> **DATA LISTING**
____________
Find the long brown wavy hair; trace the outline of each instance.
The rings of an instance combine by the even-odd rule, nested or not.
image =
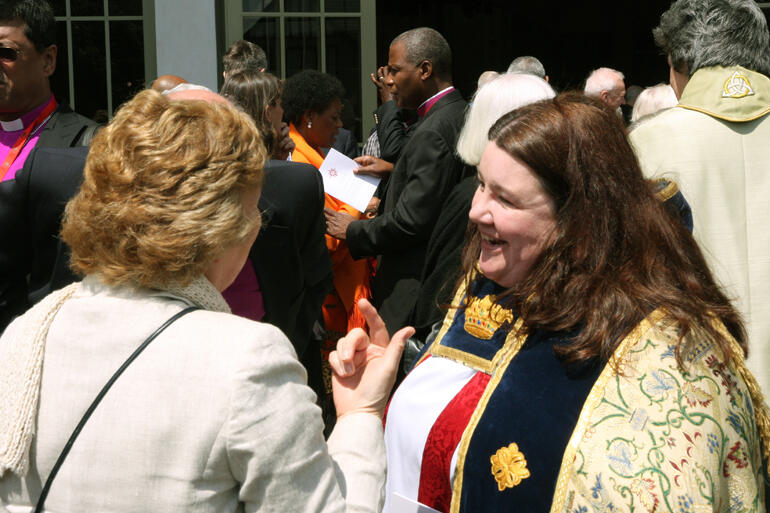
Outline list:
[[[565,363],[607,361],[656,308],[678,323],[680,366],[691,332],[713,340],[725,363],[736,357],[715,318],[746,350],[740,315],[690,232],[655,197],[614,113],[565,93],[506,114],[489,139],[532,169],[557,208],[551,244],[499,302],[530,330],[576,332],[555,349]],[[463,280],[472,290],[480,252],[475,226],[469,237]]]
[[[251,116],[262,134],[267,153],[275,151],[279,134],[267,117],[267,107],[275,107],[281,101],[283,85],[275,75],[264,71],[243,69],[227,75],[219,94],[238,105]]]

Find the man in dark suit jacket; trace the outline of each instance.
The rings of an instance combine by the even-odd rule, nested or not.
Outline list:
[[[269,160],[259,197],[262,228],[249,252],[265,306],[263,322],[283,331],[324,410],[329,405],[313,326],[332,288],[321,174],[309,164]],[[320,339],[319,339],[320,340]]]
[[[432,227],[466,172],[455,144],[467,104],[452,87],[449,45],[433,29],[396,37],[388,69],[398,106],[417,110],[417,125],[395,164],[379,215],[355,221],[327,210],[326,216],[328,233],[346,239],[354,258],[379,256],[373,300],[392,334],[408,322]]]
[[[332,286],[323,204],[321,174],[313,166],[267,162],[259,198],[262,229],[249,258],[265,305],[262,320],[281,328],[300,359]]]
[[[59,228],[83,181],[87,153],[36,146],[16,179],[0,183],[0,331],[48,294],[53,281],[76,279],[66,258],[57,264]]]

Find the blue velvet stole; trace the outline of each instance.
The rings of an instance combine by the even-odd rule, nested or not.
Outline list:
[[[482,298],[499,294],[503,289],[481,278],[472,290]],[[503,325],[490,340],[482,340],[467,333],[464,323],[465,311],[461,308],[445,336],[432,344],[428,352],[441,353],[439,346],[443,346],[491,362],[505,344],[513,324]],[[502,378],[470,434],[463,462],[461,512],[541,513],[550,509],[562,455],[602,369],[596,361],[565,366],[556,357],[553,347],[569,343],[573,335],[535,331],[510,364],[497,369],[497,373],[503,373]],[[462,354],[449,357],[463,363]],[[494,377],[490,387],[495,386]],[[466,433],[464,438],[467,436]],[[530,477],[500,491],[490,457],[511,443],[516,443],[524,454]],[[456,480],[454,485],[457,483]]]
[[[564,450],[599,377],[592,362],[566,367],[553,347],[569,334],[534,332],[507,368],[473,432],[463,467],[461,512],[545,512],[551,507]],[[511,443],[530,476],[498,489],[490,457]]]

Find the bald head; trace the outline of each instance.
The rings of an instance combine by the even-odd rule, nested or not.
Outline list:
[[[173,89],[179,84],[186,84],[187,80],[183,79],[182,77],[178,77],[176,75],[161,75],[158,78],[155,79],[155,82],[152,83],[152,88],[159,93],[162,93],[163,91],[168,91],[169,89]]]
[[[478,89],[481,89],[481,87],[484,84],[486,84],[487,82],[493,81],[494,79],[496,79],[499,76],[500,76],[500,73],[498,73],[497,71],[485,71],[484,73],[479,75],[479,81],[478,81],[476,87]]]
[[[619,109],[625,103],[626,85],[623,73],[611,68],[595,69],[586,79],[585,94],[606,103],[612,109]]]
[[[168,93],[166,98],[169,100],[200,100],[208,103],[230,104],[227,98],[208,89],[184,89],[182,91],[173,91]]]

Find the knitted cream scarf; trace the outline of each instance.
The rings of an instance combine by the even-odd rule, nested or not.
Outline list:
[[[80,283],[73,283],[49,294],[12,323],[0,340],[0,477],[8,470],[22,477],[27,474],[48,330],[79,288]],[[222,295],[203,276],[187,287],[166,290],[207,310],[230,312]]]

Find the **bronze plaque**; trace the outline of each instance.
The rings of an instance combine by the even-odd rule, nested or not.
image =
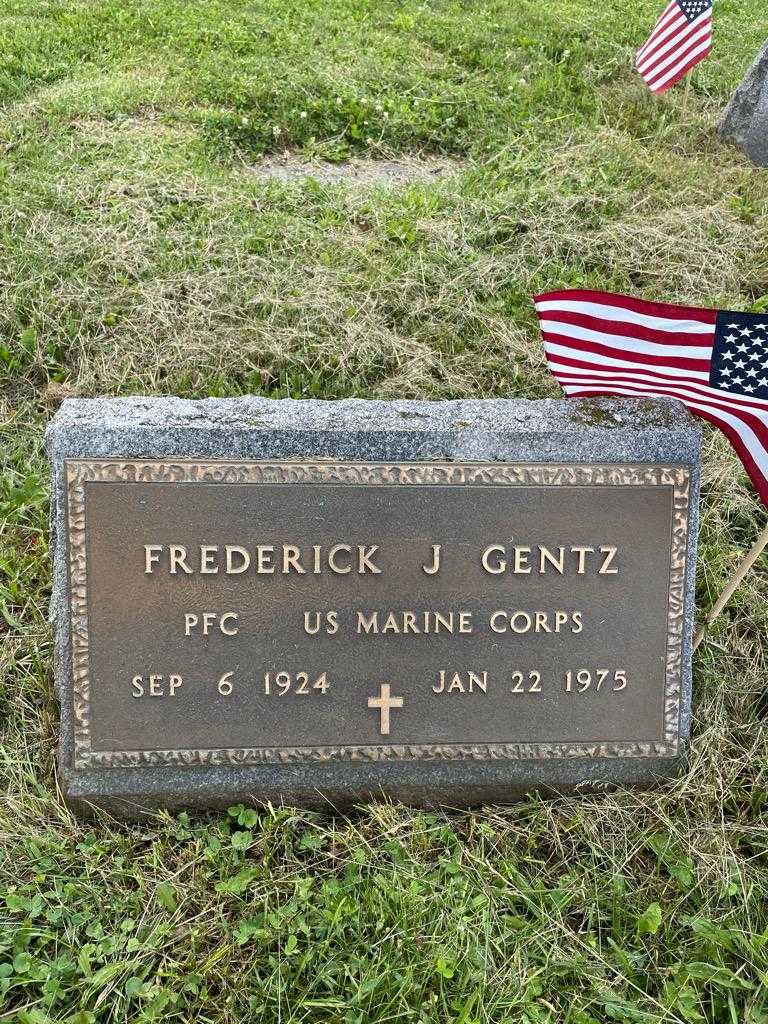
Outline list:
[[[678,752],[684,467],[66,468],[76,767]]]

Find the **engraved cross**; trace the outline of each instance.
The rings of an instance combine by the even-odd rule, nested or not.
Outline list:
[[[381,684],[380,693],[378,697],[368,698],[368,707],[379,709],[379,732],[381,733],[382,736],[389,736],[389,709],[401,708],[402,706],[402,697],[390,697],[389,683]]]

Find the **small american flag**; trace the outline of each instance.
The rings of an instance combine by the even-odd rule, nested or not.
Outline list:
[[[768,316],[581,289],[534,302],[567,395],[679,399],[727,435],[768,505]]]
[[[635,54],[652,92],[666,92],[712,50],[712,0],[670,0]]]

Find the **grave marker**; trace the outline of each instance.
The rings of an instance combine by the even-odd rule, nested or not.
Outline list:
[[[753,163],[768,167],[768,42],[731,97],[718,131]]]
[[[676,771],[682,405],[76,400],[48,446],[76,809],[455,806]]]

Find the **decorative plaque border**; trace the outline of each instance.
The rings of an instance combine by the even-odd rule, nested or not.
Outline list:
[[[674,757],[679,752],[690,470],[645,464],[505,462],[250,462],[229,460],[67,459],[68,568],[75,768],[162,765],[255,765],[302,761],[552,760],[574,757]],[[88,575],[85,484],[227,483],[433,484],[523,487],[654,486],[672,489],[669,604],[667,612],[664,740],[651,743],[381,744],[370,746],[255,747],[203,750],[97,751],[91,746]]]

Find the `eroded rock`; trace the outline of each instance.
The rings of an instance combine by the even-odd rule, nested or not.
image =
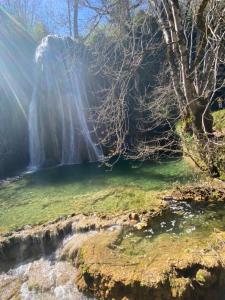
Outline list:
[[[146,244],[145,254],[141,248],[135,254],[128,244],[121,246],[121,231],[99,233],[79,250],[77,284],[101,299],[221,300],[221,240],[225,241],[224,232],[202,240],[161,236],[153,246]]]

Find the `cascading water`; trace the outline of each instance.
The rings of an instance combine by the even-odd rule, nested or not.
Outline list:
[[[35,55],[36,79],[29,109],[30,168],[99,161],[85,109],[84,69],[68,37],[47,36]]]

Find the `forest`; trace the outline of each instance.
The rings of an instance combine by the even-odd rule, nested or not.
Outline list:
[[[0,299],[225,300],[225,2],[0,0]]]

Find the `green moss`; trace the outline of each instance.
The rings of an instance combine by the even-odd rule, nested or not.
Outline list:
[[[218,245],[218,253],[224,255],[224,247],[218,242],[218,238],[222,237],[224,232],[218,235],[208,233],[207,236],[172,236],[171,233],[165,233],[154,241],[146,237],[137,239],[134,252],[130,237],[124,236],[122,244],[117,244],[118,240],[121,240],[120,231],[100,232],[81,246],[84,256],[82,261],[79,261],[79,270],[82,270],[83,265],[88,265],[87,272],[98,280],[97,292],[102,288],[101,282],[104,282],[105,286],[107,280],[110,282],[109,289],[114,286],[114,282],[121,282],[124,286],[135,282],[153,289],[169,283],[167,288],[171,289],[173,297],[182,298],[193,282],[196,283],[196,278],[200,279],[201,283],[204,281],[206,287],[215,283],[216,278],[209,272],[203,271],[203,274],[202,271],[196,270],[199,274],[193,276],[193,270],[198,265],[206,270],[220,265],[220,256],[215,255],[213,249]],[[114,247],[110,246],[112,244]],[[185,251],[187,248],[190,249],[188,253]],[[187,277],[180,277],[179,270],[185,272]],[[102,281],[99,282],[99,279]]]
[[[216,131],[225,131],[225,109],[213,113],[214,128]]]
[[[214,164],[220,172],[220,179],[225,180],[225,110],[220,110],[213,112],[214,130],[215,138],[217,139],[217,144],[215,144],[214,153]],[[185,122],[180,120],[176,124],[176,132],[180,136],[183,152],[185,156],[191,158],[202,170],[209,172],[209,161],[210,156],[205,156],[205,146],[202,145],[194,135],[190,135],[184,130]]]

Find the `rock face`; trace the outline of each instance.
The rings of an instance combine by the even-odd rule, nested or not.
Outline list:
[[[161,210],[158,209],[135,215],[140,221],[148,222],[160,213]],[[67,218],[62,217],[46,224],[24,226],[15,232],[0,235],[0,272],[7,271],[23,261],[51,254],[70,234],[118,228],[118,226],[133,226],[138,224],[137,222],[137,220],[133,222],[130,219],[130,214],[115,217],[78,214]],[[89,237],[88,234],[84,235],[79,242],[77,238],[72,239],[63,248],[61,258],[63,260],[75,259],[81,244]]]
[[[7,271],[28,259],[51,254],[72,232],[72,224],[70,219],[62,220],[0,237],[0,271]]]
[[[32,94],[32,37],[0,8],[0,177],[28,161],[28,104]]]
[[[120,231],[99,233],[79,250],[77,285],[100,299],[222,300],[224,238],[221,232],[205,241],[161,239],[134,256],[123,252]]]
[[[94,215],[72,215],[43,225],[25,226],[16,232],[0,235],[0,272],[7,271],[23,261],[51,254],[69,234],[128,224],[128,216],[101,218]],[[88,235],[84,238],[87,237]],[[82,242],[83,239],[80,243],[76,242],[76,246],[73,242],[68,243],[61,254],[62,259],[74,258]]]
[[[75,234],[73,242],[80,243],[85,235]],[[75,285],[76,269],[60,260],[60,251],[61,247],[51,256],[24,262],[7,273],[0,273],[0,299],[88,300]]]

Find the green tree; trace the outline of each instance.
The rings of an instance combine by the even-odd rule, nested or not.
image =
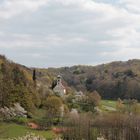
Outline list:
[[[61,107],[63,103],[59,97],[50,96],[47,98],[45,107],[47,110],[47,118],[49,125],[52,125],[55,119],[59,120],[61,116]]]
[[[45,103],[45,107],[47,109],[48,115],[51,116],[59,116],[60,115],[60,107],[62,106],[62,101],[59,97],[51,96],[48,97]]]
[[[88,112],[94,112],[94,108],[100,104],[101,96],[97,91],[94,91],[92,93],[88,93],[85,97],[85,101],[82,105],[82,108],[84,111]]]

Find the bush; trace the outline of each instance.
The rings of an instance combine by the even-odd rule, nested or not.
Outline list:
[[[17,124],[27,124],[28,123],[28,119],[24,118],[24,117],[16,117],[14,119],[11,120],[12,122],[15,122]]]

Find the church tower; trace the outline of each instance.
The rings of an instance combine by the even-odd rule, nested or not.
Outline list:
[[[61,76],[58,75],[58,76],[57,76],[57,85],[62,84],[61,82],[62,82],[62,80],[61,80]]]
[[[62,77],[60,75],[57,76],[57,84],[53,88],[53,91],[61,97],[63,97],[66,94],[66,89],[62,84]]]

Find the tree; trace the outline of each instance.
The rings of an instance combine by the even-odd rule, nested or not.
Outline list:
____________
Copy every line from the records that holds the string "green".

> **ANSWER TO THE PROBLEM**
Find the `green moss`; trace the outline of each instance.
Find the green tree; trace the outline of each instance.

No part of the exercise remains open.